** WHAT IS ASKED **
Find and copy every line of the records that contains the string "wall". Case counts, so match only lines with that exact capitalization.

+===+

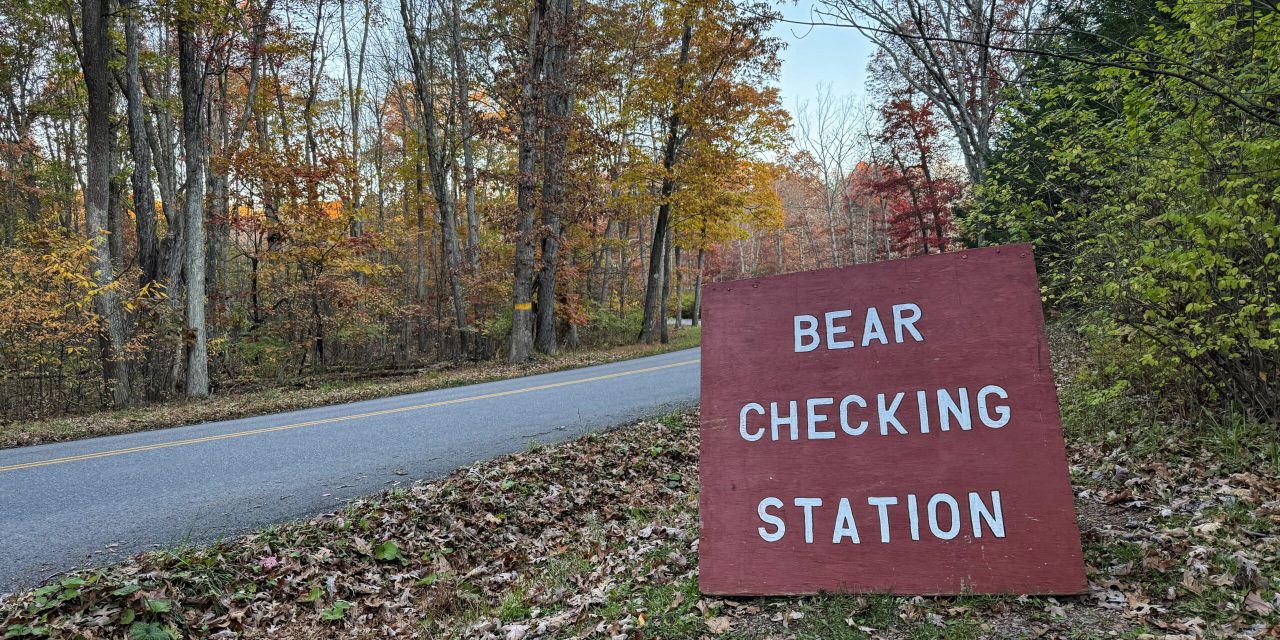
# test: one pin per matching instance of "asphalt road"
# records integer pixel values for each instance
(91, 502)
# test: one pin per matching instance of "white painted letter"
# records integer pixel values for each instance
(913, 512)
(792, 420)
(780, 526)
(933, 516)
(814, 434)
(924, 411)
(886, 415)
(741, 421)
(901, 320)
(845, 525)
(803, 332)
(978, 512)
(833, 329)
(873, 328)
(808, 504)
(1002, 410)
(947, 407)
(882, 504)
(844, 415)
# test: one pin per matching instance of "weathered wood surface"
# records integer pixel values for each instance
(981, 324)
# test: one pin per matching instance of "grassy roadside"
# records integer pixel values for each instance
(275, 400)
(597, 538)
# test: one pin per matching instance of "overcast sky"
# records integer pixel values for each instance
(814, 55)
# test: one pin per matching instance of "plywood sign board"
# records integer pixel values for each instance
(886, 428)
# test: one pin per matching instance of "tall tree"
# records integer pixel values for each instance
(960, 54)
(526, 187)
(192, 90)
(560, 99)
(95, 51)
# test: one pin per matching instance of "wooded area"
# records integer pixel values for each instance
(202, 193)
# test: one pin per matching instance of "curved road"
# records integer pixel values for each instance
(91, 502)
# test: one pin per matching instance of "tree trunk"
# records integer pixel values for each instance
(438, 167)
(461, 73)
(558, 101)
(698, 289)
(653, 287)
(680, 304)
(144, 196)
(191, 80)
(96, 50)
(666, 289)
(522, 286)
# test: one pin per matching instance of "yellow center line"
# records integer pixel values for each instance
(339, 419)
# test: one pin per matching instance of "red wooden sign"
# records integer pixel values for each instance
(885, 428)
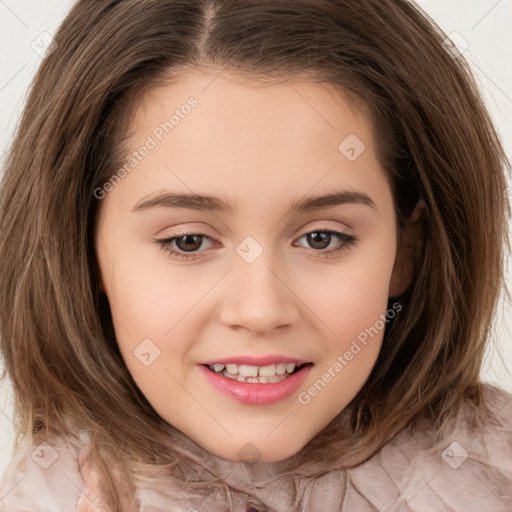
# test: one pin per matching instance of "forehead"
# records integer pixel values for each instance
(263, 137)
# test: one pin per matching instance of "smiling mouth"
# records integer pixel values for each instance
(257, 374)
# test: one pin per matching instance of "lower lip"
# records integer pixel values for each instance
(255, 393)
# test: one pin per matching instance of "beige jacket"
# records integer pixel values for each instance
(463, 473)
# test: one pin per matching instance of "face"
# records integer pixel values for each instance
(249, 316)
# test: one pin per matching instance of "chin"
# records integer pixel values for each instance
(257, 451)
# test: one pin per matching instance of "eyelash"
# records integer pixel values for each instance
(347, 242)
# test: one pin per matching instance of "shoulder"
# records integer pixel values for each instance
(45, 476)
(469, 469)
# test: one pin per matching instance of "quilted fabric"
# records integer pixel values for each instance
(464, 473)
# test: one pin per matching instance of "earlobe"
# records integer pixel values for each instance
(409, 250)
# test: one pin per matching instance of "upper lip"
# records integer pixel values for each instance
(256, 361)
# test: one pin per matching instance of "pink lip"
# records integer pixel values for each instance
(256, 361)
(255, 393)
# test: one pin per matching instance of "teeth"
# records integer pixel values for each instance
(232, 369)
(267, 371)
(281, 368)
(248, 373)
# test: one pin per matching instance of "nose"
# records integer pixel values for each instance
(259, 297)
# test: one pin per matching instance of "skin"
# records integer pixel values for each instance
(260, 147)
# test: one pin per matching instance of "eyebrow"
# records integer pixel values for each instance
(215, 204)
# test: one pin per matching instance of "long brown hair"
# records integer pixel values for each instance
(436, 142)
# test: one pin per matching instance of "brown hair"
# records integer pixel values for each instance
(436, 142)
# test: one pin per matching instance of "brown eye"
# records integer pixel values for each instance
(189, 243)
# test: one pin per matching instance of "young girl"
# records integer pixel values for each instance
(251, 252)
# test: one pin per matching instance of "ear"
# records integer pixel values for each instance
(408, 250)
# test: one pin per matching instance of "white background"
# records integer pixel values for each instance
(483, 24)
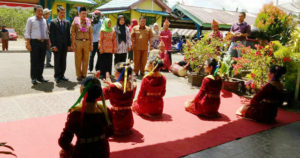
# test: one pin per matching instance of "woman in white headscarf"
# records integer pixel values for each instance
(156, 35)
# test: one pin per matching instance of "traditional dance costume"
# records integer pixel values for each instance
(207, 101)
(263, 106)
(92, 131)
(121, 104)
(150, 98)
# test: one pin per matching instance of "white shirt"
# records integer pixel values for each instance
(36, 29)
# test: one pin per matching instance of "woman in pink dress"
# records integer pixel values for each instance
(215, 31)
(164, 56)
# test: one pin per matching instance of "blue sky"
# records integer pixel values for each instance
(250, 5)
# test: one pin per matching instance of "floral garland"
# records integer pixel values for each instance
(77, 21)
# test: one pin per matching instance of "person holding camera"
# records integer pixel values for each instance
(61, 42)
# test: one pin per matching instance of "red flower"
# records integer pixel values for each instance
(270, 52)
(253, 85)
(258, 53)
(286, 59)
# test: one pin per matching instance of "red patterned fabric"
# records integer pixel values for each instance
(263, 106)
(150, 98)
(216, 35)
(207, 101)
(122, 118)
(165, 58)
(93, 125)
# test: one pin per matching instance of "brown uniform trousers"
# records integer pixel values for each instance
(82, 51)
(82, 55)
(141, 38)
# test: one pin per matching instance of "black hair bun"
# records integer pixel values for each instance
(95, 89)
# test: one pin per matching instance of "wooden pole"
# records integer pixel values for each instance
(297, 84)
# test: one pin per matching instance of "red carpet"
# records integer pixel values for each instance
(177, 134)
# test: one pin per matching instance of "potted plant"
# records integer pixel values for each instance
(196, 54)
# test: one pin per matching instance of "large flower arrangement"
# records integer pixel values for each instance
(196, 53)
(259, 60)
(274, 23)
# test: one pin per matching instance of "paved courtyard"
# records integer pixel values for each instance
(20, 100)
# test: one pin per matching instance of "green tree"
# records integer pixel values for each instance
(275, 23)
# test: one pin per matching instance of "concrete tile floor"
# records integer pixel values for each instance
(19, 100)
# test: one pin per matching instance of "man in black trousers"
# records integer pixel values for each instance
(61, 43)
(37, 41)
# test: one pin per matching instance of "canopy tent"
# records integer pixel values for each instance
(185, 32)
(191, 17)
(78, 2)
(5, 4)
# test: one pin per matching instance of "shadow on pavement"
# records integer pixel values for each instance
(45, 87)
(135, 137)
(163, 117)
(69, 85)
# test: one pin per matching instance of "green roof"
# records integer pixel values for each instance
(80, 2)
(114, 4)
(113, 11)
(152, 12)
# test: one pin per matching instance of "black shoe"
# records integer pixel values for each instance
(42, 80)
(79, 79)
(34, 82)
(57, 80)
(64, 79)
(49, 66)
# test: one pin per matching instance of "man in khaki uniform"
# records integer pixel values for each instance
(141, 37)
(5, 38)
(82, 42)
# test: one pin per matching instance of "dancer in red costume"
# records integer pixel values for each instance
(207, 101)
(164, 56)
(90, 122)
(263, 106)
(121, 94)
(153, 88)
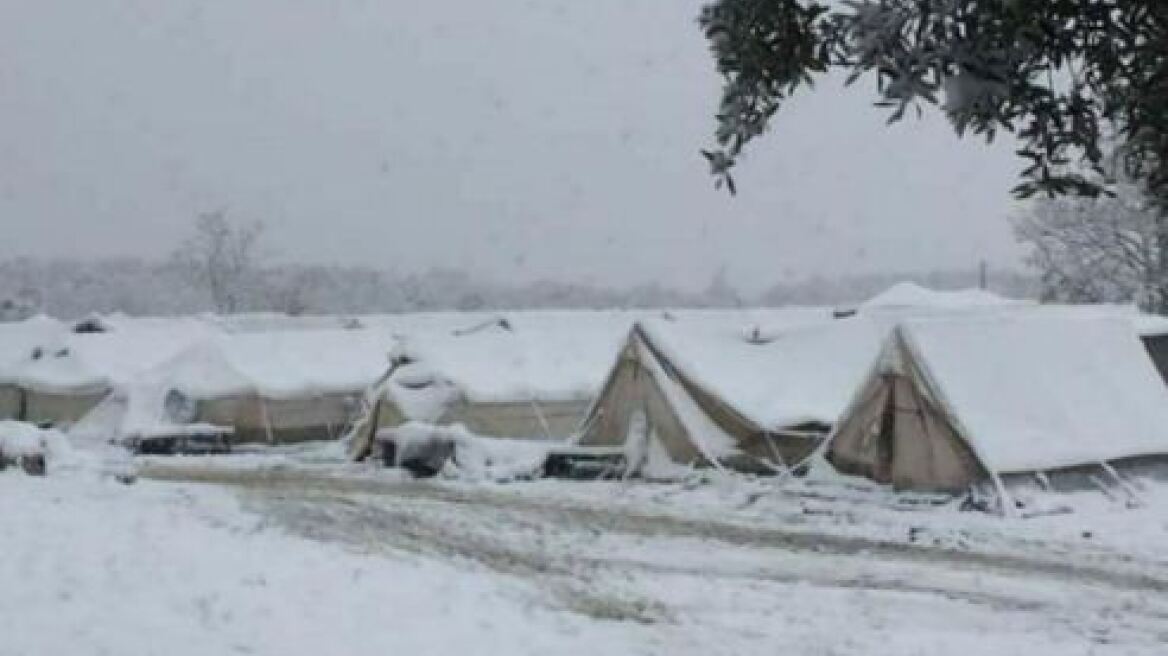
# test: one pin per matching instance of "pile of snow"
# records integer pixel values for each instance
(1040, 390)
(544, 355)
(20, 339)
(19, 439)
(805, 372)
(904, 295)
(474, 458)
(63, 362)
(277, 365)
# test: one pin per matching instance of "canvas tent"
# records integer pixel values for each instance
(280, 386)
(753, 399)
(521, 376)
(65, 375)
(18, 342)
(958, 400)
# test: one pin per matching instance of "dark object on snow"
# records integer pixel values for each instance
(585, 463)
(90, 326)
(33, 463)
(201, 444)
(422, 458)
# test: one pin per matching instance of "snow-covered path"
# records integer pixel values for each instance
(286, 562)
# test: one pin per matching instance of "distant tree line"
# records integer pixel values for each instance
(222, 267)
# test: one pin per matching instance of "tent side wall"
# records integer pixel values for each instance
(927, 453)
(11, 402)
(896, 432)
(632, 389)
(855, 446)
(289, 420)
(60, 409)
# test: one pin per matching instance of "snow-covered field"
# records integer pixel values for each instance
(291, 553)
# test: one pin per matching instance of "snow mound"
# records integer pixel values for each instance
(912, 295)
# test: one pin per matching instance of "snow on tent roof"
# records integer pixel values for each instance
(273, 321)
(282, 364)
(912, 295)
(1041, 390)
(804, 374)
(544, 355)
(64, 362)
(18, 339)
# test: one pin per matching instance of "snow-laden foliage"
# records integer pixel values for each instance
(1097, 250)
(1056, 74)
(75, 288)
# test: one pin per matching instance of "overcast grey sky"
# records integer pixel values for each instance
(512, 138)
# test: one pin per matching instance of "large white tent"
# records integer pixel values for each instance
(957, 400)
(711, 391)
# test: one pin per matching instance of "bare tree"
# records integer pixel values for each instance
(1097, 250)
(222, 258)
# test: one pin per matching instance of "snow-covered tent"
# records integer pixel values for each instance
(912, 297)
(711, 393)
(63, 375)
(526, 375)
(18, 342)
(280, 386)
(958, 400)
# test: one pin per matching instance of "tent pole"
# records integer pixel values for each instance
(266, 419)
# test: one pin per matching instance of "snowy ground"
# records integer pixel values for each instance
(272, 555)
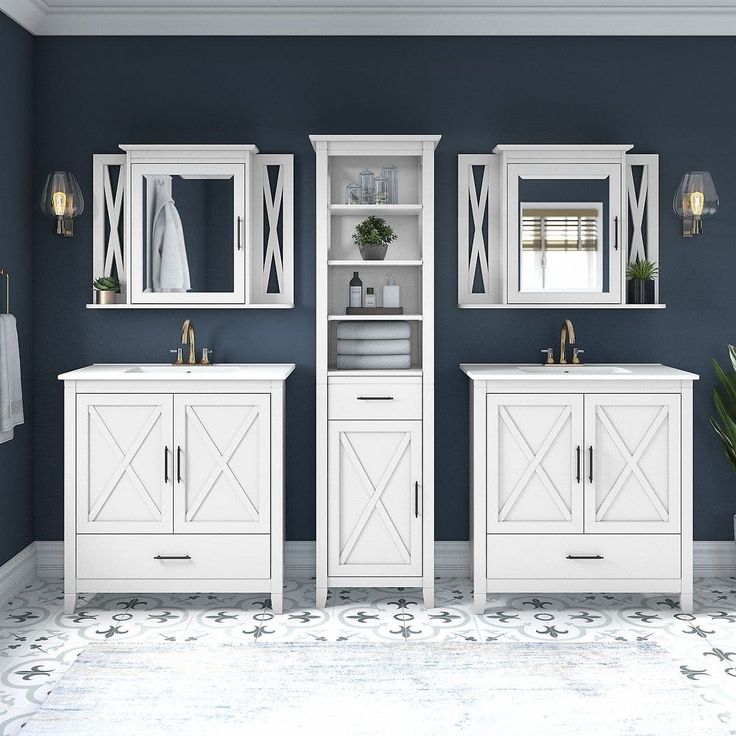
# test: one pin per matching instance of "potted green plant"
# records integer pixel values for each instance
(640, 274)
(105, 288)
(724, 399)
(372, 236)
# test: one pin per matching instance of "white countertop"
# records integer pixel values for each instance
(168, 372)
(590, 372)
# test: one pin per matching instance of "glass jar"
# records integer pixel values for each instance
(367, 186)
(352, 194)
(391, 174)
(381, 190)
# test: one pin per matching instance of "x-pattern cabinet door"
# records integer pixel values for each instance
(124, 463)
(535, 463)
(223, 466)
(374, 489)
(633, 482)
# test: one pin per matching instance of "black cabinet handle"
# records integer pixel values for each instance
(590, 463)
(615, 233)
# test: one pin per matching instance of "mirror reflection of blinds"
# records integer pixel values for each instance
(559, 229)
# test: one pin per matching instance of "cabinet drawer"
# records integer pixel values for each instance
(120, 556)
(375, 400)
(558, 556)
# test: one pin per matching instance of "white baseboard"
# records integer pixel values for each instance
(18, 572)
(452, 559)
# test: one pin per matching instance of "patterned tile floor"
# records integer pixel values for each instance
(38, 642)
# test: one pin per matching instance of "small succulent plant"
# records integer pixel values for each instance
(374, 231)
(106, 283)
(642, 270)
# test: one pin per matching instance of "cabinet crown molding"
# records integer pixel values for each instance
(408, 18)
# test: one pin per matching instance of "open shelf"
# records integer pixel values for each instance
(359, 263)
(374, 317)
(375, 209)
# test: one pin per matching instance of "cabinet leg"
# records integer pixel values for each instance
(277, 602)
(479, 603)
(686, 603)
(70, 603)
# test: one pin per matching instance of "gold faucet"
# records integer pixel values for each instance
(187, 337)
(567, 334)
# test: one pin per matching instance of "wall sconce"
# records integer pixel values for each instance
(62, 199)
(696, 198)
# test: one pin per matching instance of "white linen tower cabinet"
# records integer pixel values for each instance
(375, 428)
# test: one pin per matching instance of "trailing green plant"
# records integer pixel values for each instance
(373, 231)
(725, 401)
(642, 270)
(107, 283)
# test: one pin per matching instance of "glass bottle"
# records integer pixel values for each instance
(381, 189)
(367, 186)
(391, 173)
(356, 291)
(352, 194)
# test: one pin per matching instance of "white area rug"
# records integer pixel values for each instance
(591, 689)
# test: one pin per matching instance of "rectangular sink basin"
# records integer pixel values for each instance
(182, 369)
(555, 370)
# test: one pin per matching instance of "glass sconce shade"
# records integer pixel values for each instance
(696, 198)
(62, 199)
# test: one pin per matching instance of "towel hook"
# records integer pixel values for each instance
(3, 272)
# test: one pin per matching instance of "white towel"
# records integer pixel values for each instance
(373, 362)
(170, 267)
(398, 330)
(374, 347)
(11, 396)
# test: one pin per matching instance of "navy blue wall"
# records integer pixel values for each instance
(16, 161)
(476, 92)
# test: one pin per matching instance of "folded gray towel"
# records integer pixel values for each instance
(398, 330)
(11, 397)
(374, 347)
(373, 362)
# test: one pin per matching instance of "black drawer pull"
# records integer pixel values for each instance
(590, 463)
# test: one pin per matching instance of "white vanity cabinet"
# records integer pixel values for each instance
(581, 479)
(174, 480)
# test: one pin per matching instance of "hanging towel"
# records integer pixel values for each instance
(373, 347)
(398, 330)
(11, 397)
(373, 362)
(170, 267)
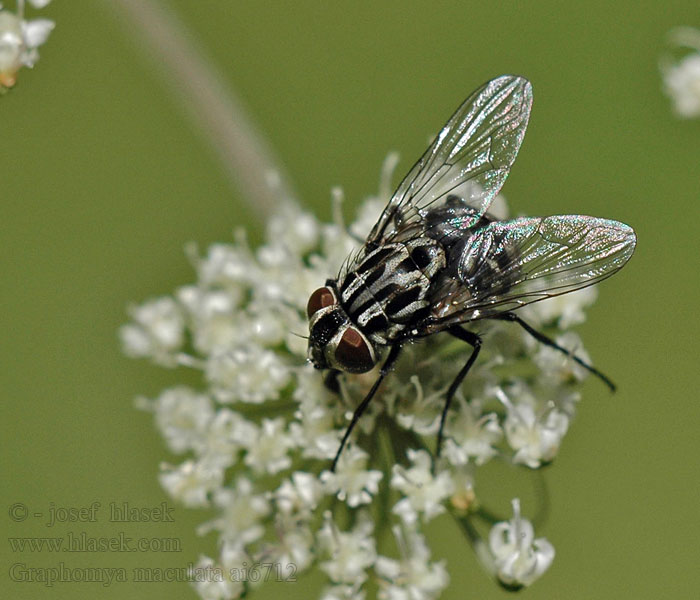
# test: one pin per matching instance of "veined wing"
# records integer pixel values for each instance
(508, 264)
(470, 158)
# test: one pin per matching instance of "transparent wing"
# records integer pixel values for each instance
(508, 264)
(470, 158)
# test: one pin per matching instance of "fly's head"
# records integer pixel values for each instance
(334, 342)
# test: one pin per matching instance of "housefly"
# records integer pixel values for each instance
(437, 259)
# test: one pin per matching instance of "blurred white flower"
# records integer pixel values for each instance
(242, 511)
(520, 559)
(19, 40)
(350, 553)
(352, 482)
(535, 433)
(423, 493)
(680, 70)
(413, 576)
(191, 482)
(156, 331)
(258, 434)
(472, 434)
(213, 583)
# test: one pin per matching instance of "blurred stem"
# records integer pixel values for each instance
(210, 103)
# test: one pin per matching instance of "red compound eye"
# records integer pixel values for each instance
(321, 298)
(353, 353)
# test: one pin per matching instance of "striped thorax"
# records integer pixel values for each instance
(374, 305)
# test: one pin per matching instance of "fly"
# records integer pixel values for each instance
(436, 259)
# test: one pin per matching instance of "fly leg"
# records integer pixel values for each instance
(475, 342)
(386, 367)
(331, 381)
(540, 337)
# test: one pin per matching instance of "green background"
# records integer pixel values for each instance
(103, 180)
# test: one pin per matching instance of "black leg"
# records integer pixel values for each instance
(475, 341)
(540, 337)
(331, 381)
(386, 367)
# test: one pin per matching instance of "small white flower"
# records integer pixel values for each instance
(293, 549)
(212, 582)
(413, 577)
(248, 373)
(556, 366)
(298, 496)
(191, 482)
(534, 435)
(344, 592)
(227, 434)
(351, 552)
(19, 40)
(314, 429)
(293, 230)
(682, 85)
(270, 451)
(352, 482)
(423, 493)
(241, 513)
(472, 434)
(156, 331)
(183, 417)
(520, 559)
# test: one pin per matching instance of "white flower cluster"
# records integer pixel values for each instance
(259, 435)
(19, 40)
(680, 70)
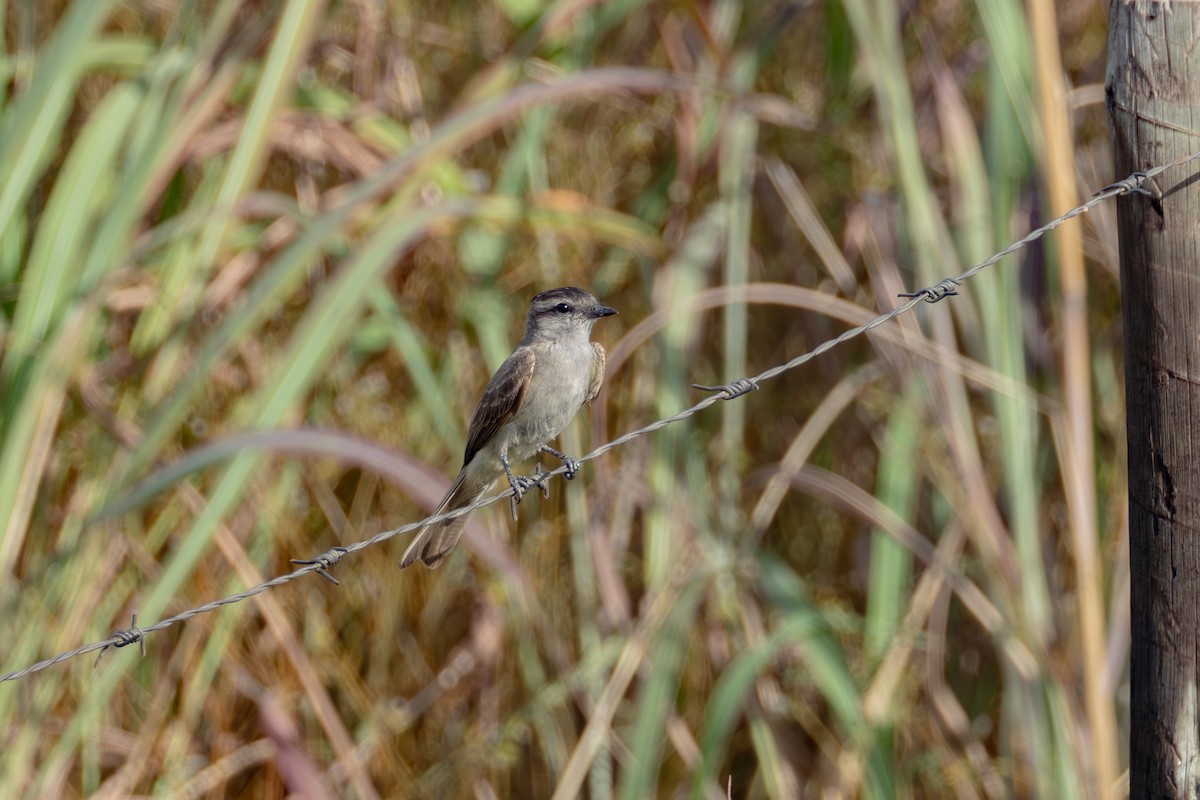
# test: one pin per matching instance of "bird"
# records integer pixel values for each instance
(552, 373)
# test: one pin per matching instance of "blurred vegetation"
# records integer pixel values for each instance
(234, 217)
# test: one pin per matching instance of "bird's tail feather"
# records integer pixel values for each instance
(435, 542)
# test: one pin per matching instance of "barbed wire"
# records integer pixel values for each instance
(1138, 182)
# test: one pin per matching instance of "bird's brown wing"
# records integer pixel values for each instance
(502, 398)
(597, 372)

+===+

** FINISHED TASK **
# test: one pin per matching instance of "tent side wall"
# test: one pin per matching instance of "wall sconce"
# test: one pin per matching instance of "navy blue wall"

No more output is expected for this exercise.